Source information:
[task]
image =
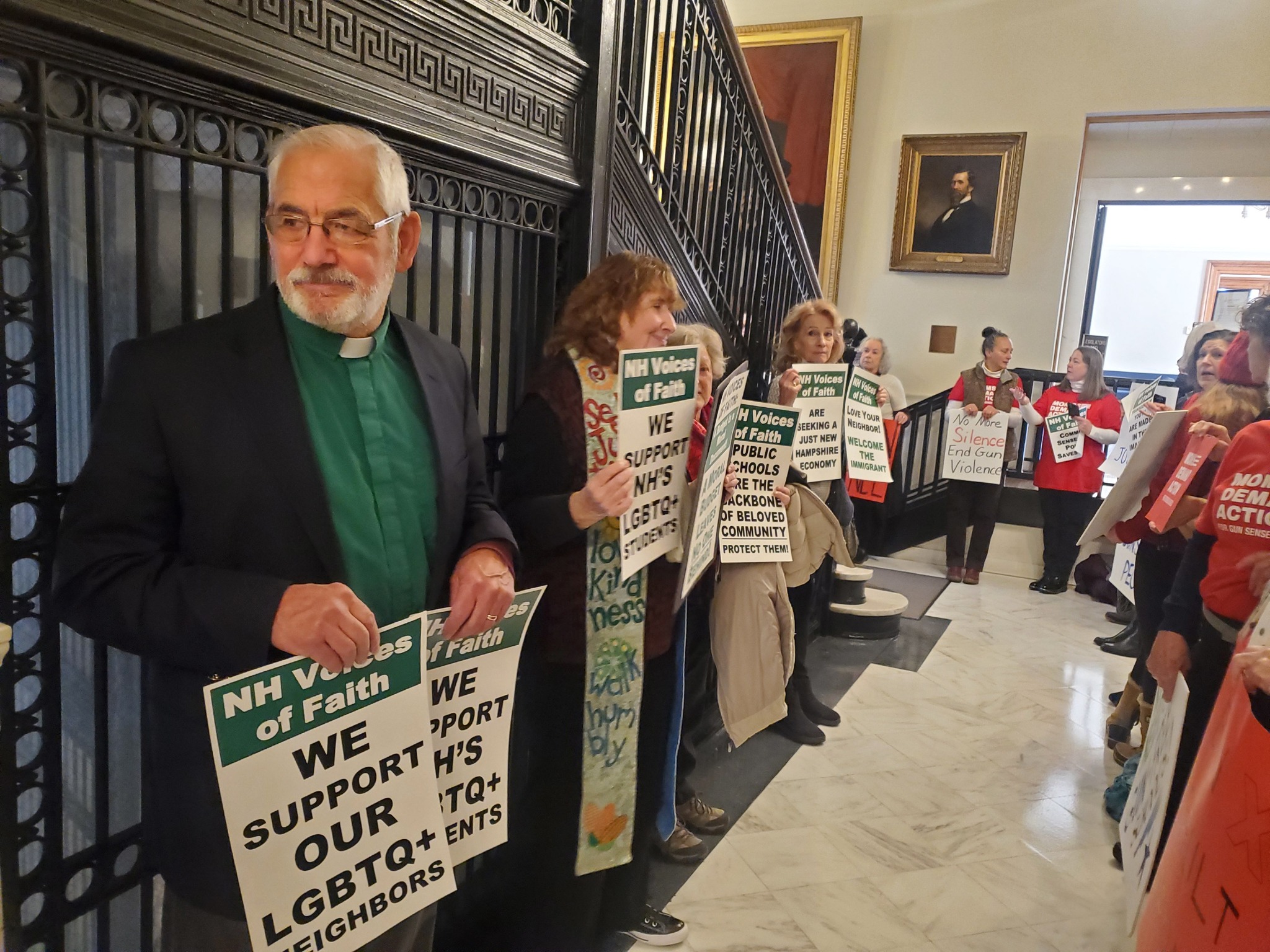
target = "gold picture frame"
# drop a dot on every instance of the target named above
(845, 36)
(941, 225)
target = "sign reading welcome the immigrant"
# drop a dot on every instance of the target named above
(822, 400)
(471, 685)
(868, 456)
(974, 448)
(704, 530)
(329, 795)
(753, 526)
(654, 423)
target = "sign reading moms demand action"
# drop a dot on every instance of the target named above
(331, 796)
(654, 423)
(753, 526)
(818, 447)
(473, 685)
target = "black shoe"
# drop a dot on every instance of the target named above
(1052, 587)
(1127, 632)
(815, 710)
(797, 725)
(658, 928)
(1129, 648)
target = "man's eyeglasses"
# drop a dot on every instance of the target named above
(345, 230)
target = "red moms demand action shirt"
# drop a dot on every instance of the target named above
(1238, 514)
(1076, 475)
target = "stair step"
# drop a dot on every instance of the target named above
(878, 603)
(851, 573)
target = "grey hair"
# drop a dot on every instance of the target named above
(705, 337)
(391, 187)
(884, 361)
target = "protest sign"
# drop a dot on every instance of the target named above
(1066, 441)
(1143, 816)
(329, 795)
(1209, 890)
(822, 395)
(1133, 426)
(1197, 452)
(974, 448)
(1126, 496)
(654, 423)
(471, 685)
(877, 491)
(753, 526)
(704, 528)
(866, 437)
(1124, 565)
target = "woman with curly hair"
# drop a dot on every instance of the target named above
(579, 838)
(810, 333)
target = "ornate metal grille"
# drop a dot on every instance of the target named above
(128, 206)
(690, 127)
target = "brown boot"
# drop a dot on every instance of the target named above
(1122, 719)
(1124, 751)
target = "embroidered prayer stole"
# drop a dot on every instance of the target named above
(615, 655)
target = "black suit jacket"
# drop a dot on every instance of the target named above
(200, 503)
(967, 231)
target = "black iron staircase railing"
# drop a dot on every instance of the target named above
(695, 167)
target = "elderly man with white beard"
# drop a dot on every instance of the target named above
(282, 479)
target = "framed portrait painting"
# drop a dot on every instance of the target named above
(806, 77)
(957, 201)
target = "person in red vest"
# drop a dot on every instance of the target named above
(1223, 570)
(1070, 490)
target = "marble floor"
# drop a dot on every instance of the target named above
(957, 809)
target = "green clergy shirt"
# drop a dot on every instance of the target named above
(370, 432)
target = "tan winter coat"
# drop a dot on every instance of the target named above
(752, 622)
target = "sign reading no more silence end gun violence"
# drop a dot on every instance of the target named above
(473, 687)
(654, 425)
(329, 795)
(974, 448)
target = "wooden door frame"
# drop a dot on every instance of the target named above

What this task involves: Return the listing above word for word. Keep the images out.

Output for this exercise:
[task]
image =
target = "gold picture frame"
# drop a dot on every instance of the target named above
(845, 36)
(941, 225)
target = "sign reading welcome the immigrant"
# drop a dot on every instance of the target named above
(822, 400)
(471, 685)
(868, 456)
(974, 448)
(704, 530)
(329, 795)
(753, 526)
(654, 423)
target = "sign reading moms demand action"
# drop a dot on every instance of the target named above
(331, 796)
(654, 423)
(753, 526)
(818, 447)
(473, 685)
target = "black shoe"
# drop a dot on every instance of the target named above
(1052, 587)
(1127, 632)
(815, 710)
(797, 725)
(658, 928)
(1129, 648)
target = "man's eyeglasses"
# drop a dot on every instance of the target named above
(345, 230)
target = "red moms demand action shirt"
# drop a dot on every instance of the target named above
(1238, 514)
(1076, 475)
target = "stair step"
# drop a dot on every instance of the target named above
(878, 603)
(851, 573)
target = "grey hair"
# drop a dot on every instance of the target named above
(705, 337)
(391, 187)
(884, 361)
target = "protest sign"
# drop a dot on every instance of the target named above
(1066, 441)
(1143, 816)
(329, 795)
(1209, 890)
(822, 395)
(1133, 426)
(1197, 452)
(974, 448)
(1126, 496)
(654, 423)
(471, 685)
(877, 491)
(753, 526)
(704, 528)
(866, 437)
(1124, 565)
target = "woman with curly hair"
# drop a dot on every instance of the target named above
(579, 838)
(810, 333)
target = "ornate metal grille"
# drop a dot on every instance of the target named above
(128, 206)
(690, 127)
target = "brown boot"
# drop a dot on every instance of the target named above
(1122, 719)
(1124, 751)
target = "embroidered prayer stole"
# drop a dot on every instance of the target named above
(615, 655)
target = "black suit jacket"
# drop a dot on every instance of the target named above
(200, 503)
(967, 231)
target = "black iron staircase railing"
# drop a dot on every instance of the target named above
(695, 167)
target = "elderly man with white beard"
# drop a dot on every instance of the target named above
(282, 479)
target = "framed portrait painting"
# drop a dot on every instance of the target named above
(806, 77)
(957, 201)
target = "person in red vest"
# drop a dot on every instance of the target named above
(1223, 570)
(1070, 490)
target = "marble floor"
# drop a dot on every instance of the target named above
(957, 809)
target = "green clergy shirt"
# drop a dot on every instance of the target named above
(370, 432)
target = "tan winter coat"
# drop a dot on every instance of the target named above
(752, 622)
target = "sign reading no more silence end gun violence"
# drop a dot on every instance of the target named above
(473, 687)
(654, 425)
(329, 795)
(974, 448)
target = "wooden door frame"
# drop a dot on every instance of the target named above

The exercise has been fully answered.